In the records below, locate the line containing "Q: Point to the knuckle", then extract it and all following lines exactly, ending with the last line.

Start of Exercise data

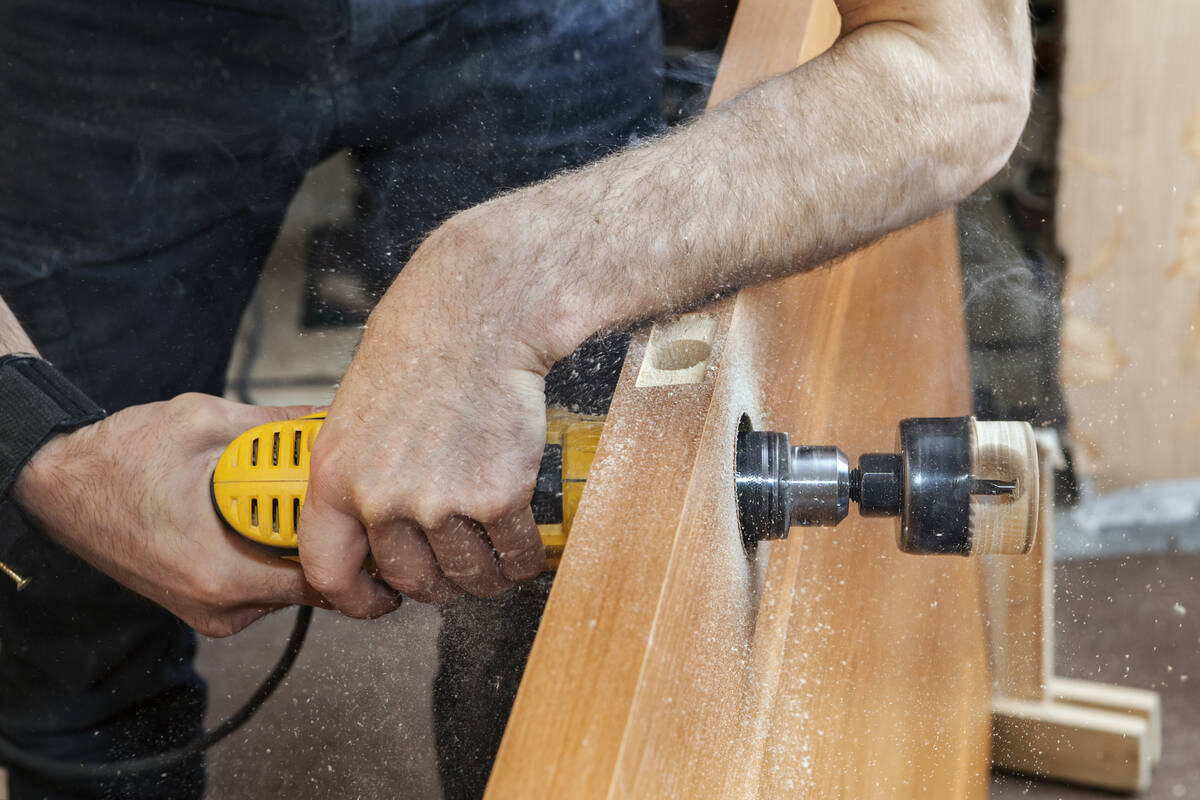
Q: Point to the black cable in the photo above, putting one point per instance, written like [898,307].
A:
[72,770]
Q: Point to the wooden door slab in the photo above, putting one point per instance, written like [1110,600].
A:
[670,662]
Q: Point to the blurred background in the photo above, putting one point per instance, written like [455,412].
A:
[1081,280]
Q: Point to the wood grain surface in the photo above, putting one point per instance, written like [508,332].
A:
[670,663]
[1128,221]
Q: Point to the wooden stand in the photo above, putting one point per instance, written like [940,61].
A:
[1077,731]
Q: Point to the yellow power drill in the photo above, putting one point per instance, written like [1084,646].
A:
[957,486]
[261,480]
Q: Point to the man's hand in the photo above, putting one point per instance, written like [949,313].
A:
[131,495]
[430,451]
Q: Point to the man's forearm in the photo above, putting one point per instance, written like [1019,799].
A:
[899,120]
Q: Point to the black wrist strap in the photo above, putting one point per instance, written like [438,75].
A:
[36,402]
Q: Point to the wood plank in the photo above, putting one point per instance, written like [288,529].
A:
[1110,750]
[1128,221]
[669,663]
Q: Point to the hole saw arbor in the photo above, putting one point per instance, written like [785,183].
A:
[667,663]
[829,665]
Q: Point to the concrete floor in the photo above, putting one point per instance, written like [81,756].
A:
[354,717]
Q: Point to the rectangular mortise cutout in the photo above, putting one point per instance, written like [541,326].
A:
[678,350]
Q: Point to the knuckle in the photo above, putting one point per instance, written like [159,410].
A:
[322,578]
[373,507]
[213,589]
[193,411]
[432,510]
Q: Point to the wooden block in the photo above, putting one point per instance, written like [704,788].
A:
[1020,597]
[1090,746]
[1005,523]
[1139,702]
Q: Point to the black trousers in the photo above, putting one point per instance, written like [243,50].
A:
[148,151]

End of Exercise data

• Response
Q: Point to the knuckle in the photo above, putting one point per instance, written like [159,410].
A:
[322,578]
[373,507]
[213,589]
[193,411]
[432,510]
Q: Point to the wooden block in the photo above, putting one point per instance, written like [704,788].
A:
[1020,597]
[1090,746]
[1005,523]
[1139,702]
Q: Point to the black trousers in the photo above, putting one point per instance, written like [243,50].
A:
[148,151]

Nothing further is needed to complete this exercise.